Text passage -
* * * * *
JD Wetherspoon has revealed slowing sales and said it is facing “substantially higher” costs across the group.
The pub chain saw like-for-like sales drop 1.1 per cent in the five weeks to November 6 when compared with pre-pandemic trading in 2019, having risen by 1.5 per cent in the previous nine weeks.
Compared with a year ago, sales rose 10.1 per cent in the first nine weeks of its financial year and were 8.9 per cent higher in the past five weeks.
It said trading was “broadly” in line with its expectations but that October had been a slower month.
“Costs, especially in respect of labour, food and repairs, were substantially higher” in the first quarter, the group added.
Shares in the firm fell 3 per cent in early trading on Wednesday.
Wetherspoon chairman Tim Martin said the firm remains “cautiously optimistic” despite the cost pressures hammering the hospitality sector.
He said he previously set out “various threats to the hospitality industry and these continue to apply”.
* * * * *
Information provided -
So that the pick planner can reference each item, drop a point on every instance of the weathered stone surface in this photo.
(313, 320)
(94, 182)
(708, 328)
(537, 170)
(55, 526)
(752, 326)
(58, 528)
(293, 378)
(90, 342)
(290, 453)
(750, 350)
* * * * *
In the text on Wetherspoon's trading, copy out everything from "It said trading" down to "the group added.", substituting "September" for "October".

It said trading was “broadly” in line with its expectations but that September had been a slower month.
“Costs, especially in respect of labour, food and repairs, were substantially higher” in the first quarter, the group added.